Well, E3 2018 has come and gone. And while I hope to recount my personal experiences at the event soon, let’s wrap up these E3 game-related postings on the days of the show with Marvel’s Spider-Man on Playstation 4.

Now, Spider-Man was at E3 last year, but I never got around to playing it. I feared that would also be the case this year. Because geez, were those lines long! Thankfully, however, on this last day of E3, I managed to wait it out. Sure, it was still a long line, but nothing I wouldn’t see during a usual day at Disneyland.

I’m glad I decided to wait, because Spider-Man is now one of my most anticipated games on the horizon. I admit I was a little skeptical at first. Even though licensed games have deservingly removed much of the stigma that was once associated with them, I wasn’t exactly sure what would make this Spider-Man game stand out from any others.

This may sound incredibly cliched, but Spider-Man on PS4 works because of how much it makes you feel like Spider-Man. From the second I picked up the control and explored New York City, I had a big, stupid grin on my face from pure childlike elation at the ability to climb up/swing from pretty much anything. You could activate markers for different objectives, but I largely ignored them, and for the most part just wanted to explore the city. I spent most of the demo simply making my way to the tallest building I could find, and then proceeding to ascend it.

“Is Spoder-Man.”

It’s in how Spider-Man controls that makes it all such a joy. The sheer fluidity in which Spidey can go from swinging on webs to latching onto a wall to running up a building just feels…right. It’s hard to explain, but hopefully when the game is released and more and more people play it, they will get a similar feeling.

I did eventually do some mission objectives, which mainly consisted of beating up bad guys, and here’s where things do get a little worrisome. The combat pretty much made the game feel like Spider-Man: Arkham City. That is to say, it was basically just the combat from the Arkham series, but with a replacement in super hero.

Now, on its own, this isn’t a big problem, because for all intents and purposes, the combat of the Arkham games was fun. However, it would have been nice if the game felt a little more original in this area. This was especially true because – like the Arkham games – these combat sections seemed to drag on and on. Sure, the combat is fun and affective for a while, but it kind of went on to the point that I missed simply running around and goofing off as Spider-Man.

There was, however, a refreshing boss encounter against The Shocker during the demo. I say refreshing for the reasons most people might, like a completely new take on boss fights, but for the exact opposite. The Shocker boss fight was very much a video game boss fight, which in this day and age is becoming something of a lost art, and is always welcome in my book.

That’s not to say that the boss fight was just phoned in from another game or anything, of course. But it flowed like a traditional boss fight (three hits in the first phase, three hits in the second phase, third phase requires you to perform a more cinematic action to finish him off). Much like the exploration, the boss fight felt like experiencing one of Spider-Man’s battles, and wouldn’t have felt out of place in one of the Sam Raimi directed Spider-Man features (or Homecoming. Let’s not bring up those Amazing Spider-Man films though). You avoid Shocker’s attacks until you have an opportunity to strike (via throwing debris at him with webs, of course), in which case you give him a few swift punches. The aforementioned final phase sees you bringing the ceiling down onto Shocker (it’s okay, Spider-Man doesn’t kill him somehow).

“That’s not Willem Defoe! 0/10!”

Material supplied
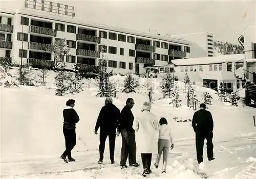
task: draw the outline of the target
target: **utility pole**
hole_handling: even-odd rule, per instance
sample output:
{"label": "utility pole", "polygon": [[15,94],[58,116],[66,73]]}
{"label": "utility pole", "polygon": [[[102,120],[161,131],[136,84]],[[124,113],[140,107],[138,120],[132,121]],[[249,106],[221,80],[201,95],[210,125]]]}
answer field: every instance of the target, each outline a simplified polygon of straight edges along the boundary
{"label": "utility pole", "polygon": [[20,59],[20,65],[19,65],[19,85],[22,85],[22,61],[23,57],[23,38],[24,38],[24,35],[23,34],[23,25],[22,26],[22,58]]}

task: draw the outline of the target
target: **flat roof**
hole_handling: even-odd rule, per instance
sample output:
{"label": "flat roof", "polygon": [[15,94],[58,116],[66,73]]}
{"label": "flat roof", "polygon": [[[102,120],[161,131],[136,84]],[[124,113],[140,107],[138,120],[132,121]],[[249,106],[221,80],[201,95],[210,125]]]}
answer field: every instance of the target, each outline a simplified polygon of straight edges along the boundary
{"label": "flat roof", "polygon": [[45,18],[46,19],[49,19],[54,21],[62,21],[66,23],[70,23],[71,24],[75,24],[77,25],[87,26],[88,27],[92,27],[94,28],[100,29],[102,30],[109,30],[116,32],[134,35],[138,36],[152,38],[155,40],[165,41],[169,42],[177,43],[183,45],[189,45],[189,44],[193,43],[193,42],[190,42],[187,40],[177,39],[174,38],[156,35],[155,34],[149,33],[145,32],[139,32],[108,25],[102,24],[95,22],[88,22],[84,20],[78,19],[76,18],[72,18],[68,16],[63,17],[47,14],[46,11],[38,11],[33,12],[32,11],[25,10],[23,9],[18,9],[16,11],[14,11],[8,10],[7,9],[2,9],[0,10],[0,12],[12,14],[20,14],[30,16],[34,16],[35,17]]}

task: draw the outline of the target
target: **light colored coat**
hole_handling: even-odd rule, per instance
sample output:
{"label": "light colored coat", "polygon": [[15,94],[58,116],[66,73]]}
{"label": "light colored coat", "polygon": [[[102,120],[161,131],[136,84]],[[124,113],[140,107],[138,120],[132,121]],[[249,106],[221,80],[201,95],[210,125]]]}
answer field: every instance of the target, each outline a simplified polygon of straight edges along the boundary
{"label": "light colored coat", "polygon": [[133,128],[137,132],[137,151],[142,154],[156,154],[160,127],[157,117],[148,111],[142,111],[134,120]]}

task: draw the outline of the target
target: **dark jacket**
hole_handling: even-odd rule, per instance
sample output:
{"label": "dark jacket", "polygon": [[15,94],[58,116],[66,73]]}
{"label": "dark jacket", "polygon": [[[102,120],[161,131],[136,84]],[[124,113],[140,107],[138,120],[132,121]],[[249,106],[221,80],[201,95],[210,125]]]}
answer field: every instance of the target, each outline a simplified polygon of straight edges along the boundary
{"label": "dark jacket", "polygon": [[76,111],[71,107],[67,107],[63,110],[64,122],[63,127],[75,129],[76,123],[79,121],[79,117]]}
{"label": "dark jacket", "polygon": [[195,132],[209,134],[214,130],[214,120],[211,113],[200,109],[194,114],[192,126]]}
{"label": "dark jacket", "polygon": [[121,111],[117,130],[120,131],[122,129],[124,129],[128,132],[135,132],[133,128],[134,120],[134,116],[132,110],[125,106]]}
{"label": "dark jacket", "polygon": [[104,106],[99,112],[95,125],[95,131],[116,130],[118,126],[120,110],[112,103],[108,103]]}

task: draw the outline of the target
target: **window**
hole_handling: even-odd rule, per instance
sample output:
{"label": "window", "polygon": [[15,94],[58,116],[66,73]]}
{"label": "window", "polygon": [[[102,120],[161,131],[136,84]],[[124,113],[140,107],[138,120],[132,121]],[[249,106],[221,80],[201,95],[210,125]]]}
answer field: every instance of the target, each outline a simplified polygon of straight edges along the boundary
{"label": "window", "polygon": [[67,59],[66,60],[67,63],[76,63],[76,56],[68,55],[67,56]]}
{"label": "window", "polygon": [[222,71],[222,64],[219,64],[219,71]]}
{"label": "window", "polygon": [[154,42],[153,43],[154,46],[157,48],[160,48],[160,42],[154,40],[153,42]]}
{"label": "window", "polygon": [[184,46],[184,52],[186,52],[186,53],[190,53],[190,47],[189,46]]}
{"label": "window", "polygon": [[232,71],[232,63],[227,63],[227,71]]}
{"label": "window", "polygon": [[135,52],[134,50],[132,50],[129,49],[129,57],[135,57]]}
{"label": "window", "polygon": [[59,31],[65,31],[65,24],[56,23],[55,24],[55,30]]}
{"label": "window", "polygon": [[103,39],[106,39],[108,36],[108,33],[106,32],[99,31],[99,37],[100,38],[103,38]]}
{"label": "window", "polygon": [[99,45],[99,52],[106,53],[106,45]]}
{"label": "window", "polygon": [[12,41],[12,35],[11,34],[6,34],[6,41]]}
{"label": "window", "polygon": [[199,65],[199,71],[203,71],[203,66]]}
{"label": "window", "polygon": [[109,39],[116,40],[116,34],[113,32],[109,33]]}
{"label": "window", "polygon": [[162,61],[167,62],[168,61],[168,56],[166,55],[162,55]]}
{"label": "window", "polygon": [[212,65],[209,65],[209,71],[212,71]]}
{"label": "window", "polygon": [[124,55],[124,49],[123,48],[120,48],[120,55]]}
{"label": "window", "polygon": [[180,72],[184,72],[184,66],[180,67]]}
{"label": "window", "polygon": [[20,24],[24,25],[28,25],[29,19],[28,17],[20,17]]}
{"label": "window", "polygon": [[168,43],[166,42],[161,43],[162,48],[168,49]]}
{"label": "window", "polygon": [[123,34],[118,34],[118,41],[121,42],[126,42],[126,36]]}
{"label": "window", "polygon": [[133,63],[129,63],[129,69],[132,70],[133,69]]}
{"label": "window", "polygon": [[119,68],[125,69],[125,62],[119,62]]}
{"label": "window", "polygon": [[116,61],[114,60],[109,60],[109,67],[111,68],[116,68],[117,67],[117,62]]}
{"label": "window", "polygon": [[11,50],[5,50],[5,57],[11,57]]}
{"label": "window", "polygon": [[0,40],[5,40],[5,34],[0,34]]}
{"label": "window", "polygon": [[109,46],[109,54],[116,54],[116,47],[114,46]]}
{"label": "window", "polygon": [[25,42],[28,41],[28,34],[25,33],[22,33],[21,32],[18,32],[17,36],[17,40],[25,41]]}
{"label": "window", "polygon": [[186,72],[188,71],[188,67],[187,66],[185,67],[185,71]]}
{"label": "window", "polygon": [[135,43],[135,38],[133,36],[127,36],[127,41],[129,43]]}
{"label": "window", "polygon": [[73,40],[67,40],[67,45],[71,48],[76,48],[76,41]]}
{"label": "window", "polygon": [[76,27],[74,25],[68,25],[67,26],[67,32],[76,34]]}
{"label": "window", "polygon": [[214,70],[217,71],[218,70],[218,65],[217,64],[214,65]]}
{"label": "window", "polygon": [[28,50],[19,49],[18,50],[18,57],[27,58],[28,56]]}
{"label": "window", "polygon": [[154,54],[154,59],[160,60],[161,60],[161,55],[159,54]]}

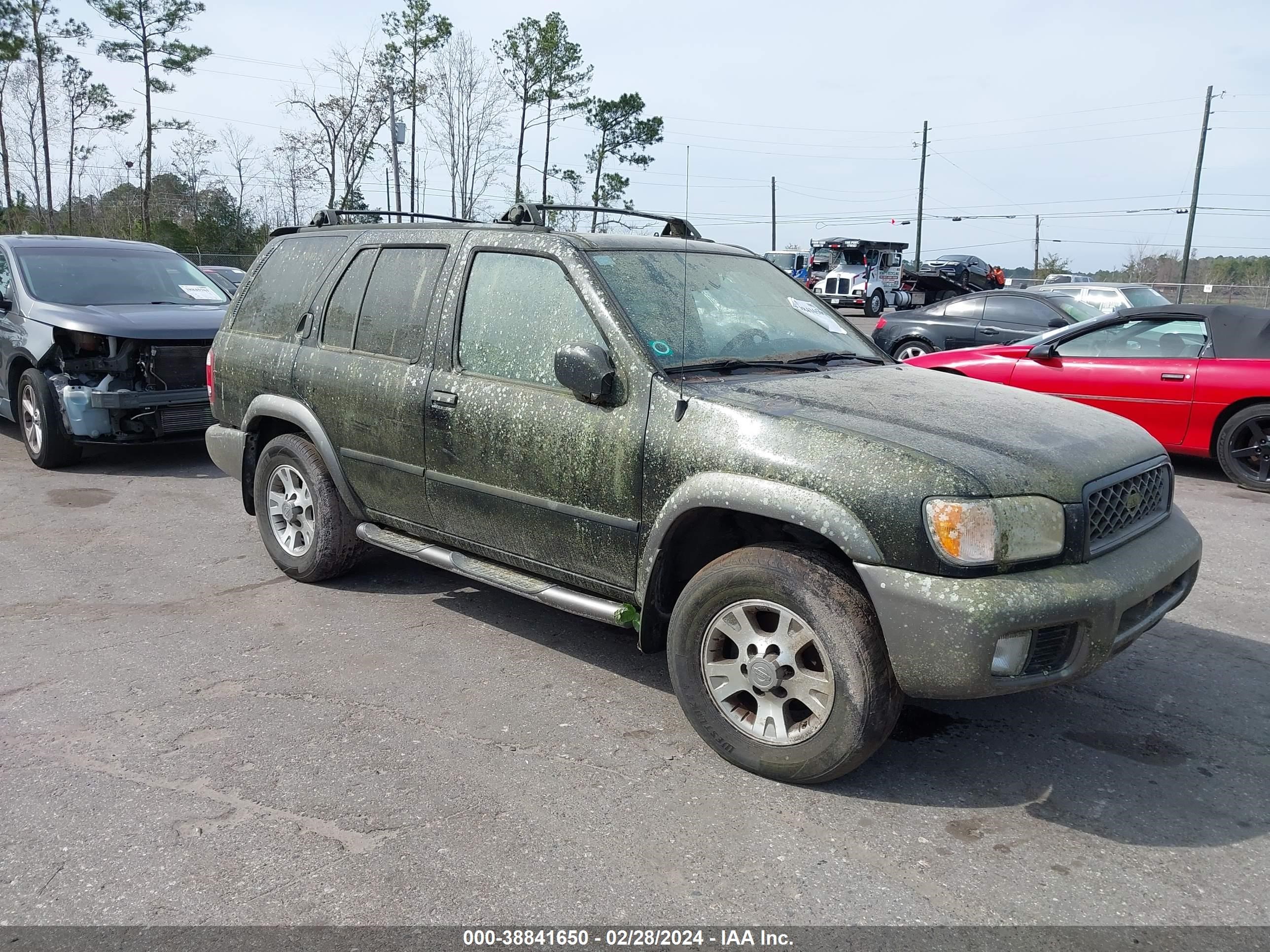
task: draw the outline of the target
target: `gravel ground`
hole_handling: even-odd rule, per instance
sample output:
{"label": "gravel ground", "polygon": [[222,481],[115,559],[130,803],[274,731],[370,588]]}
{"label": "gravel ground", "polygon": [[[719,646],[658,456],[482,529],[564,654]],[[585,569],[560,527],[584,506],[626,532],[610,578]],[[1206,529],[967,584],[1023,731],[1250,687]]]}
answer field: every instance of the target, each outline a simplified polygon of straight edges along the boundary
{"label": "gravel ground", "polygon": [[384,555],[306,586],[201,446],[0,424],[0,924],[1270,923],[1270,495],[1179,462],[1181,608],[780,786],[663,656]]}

Written tasks
A – Answer these from the Spider-Man preview:
(i) On which day of E3 did the writer finally play the game?
(ii) Which game series does the combat copy?
(iii) Which villain is the boss in the demo?
B – Name every Spider-Man film or film series that the Spider-Man preview mentions.
C – Transcribe everything in the Spider-Man preview from "It’s in how" down to "a similar feeling.".

Full solutions
A –
(i) The last day of E3.
(ii) The Arkham series.
(iii) The Shocker.

B –
- The Sam Raimi-directed Spider-Man features
- Homecoming
- The Amazing Spider-Man films

C –
It’s in how Spider-Man controls that makes it all such a joy. The sheer fluidity in which Spidey can go from swinging on webs to latching onto a wall to running up a building just feels…right. It’s hard to explain, but hopefully when the game is released and more and more people play it, they will get a similar feeling.